Input rows ::
******

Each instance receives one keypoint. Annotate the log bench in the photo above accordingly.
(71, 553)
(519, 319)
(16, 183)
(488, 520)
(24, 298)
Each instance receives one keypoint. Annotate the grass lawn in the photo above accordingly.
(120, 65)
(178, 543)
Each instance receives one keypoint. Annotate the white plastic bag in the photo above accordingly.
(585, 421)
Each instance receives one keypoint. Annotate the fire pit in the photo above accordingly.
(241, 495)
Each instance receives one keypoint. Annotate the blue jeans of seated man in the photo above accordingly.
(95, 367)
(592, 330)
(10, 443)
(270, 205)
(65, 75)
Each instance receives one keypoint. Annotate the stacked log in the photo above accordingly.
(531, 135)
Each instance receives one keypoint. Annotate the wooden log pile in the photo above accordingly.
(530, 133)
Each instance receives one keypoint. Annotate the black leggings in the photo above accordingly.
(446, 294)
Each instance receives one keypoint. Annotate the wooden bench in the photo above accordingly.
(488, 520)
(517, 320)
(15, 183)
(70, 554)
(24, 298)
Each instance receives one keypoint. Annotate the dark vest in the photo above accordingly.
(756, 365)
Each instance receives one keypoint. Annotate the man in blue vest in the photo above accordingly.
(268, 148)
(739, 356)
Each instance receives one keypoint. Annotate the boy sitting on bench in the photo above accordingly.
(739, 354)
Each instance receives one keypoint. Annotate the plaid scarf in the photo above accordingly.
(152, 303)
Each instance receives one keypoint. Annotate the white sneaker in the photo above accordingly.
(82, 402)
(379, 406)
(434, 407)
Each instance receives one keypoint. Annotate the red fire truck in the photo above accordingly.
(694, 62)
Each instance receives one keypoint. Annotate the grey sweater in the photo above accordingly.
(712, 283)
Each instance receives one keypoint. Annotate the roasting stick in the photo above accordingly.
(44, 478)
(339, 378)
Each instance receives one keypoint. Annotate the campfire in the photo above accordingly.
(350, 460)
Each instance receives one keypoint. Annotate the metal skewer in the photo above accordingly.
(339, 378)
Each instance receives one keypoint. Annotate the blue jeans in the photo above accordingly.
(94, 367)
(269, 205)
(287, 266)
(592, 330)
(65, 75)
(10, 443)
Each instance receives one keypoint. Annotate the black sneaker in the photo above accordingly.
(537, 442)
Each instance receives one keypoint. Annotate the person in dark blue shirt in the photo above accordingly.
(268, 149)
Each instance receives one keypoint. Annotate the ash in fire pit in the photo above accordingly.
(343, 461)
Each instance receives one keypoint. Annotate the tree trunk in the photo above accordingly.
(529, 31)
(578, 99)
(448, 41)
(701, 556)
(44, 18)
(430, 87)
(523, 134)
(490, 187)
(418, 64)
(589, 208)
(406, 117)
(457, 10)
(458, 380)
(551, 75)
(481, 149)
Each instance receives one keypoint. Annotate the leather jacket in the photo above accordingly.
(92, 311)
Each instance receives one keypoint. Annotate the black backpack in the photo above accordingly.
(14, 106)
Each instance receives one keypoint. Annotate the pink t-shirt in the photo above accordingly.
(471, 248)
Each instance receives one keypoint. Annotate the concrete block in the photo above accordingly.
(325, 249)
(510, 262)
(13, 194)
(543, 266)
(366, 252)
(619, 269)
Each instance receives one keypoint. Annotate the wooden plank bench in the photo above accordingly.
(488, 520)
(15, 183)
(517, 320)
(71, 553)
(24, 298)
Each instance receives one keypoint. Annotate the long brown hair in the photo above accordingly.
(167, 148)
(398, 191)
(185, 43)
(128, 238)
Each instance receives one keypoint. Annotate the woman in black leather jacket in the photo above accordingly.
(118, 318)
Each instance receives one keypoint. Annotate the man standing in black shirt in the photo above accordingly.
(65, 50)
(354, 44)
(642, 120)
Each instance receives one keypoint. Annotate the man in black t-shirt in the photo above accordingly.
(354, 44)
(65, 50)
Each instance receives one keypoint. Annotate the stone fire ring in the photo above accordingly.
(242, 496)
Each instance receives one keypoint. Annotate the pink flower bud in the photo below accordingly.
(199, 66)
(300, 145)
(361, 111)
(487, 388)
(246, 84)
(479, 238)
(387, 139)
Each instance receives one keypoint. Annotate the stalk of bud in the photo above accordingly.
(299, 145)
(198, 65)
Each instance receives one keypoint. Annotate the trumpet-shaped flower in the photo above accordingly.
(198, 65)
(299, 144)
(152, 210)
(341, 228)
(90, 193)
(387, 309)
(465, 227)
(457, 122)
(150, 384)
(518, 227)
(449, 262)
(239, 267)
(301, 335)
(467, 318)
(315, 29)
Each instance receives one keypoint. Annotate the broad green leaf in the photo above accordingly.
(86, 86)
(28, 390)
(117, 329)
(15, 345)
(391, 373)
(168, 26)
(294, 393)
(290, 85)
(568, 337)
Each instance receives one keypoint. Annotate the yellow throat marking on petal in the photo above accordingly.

******

What to work on :: Please rewrite every line in the stretch from the line containing "Each instance receives one keypoint. Annotate the pink flower" through the end of the items above, both ends included, leaving the text lines unchanged. Scale each point coordinate by 1.9 and round it to a whole number, with halves rounded up.

Finished answer ::
Each instance receives one keypoint. Annotate the pink flower bud in the photo below accordingly.
(378, 125)
(570, 276)
(686, 211)
(925, 737)
(467, 160)
(910, 452)
(735, 264)
Each instance receives one keypoint. Annotate the stalk of bud in the photo above accordingly.
(568, 276)
(376, 124)
Each instance receives one keypoint. Annotate the trumpet-shaped flower in the photo above accordingly.
(376, 124)
(568, 274)
(289, 399)
(648, 433)
(171, 367)
(735, 587)
(884, 431)
(868, 232)
(285, 730)
(984, 431)
(853, 498)
(454, 507)
(572, 637)
(887, 604)
(599, 55)
Each instance receives one keypoint. Annotate the broad green leaf in the photo above accordingly.
(163, 163)
(53, 741)
(222, 625)
(29, 656)
(743, 709)
(319, 49)
(559, 747)
(551, 162)
(1079, 640)
Each instance receives one keypoint. Annotate the yellow throat marking on petal in the photo above accordingly.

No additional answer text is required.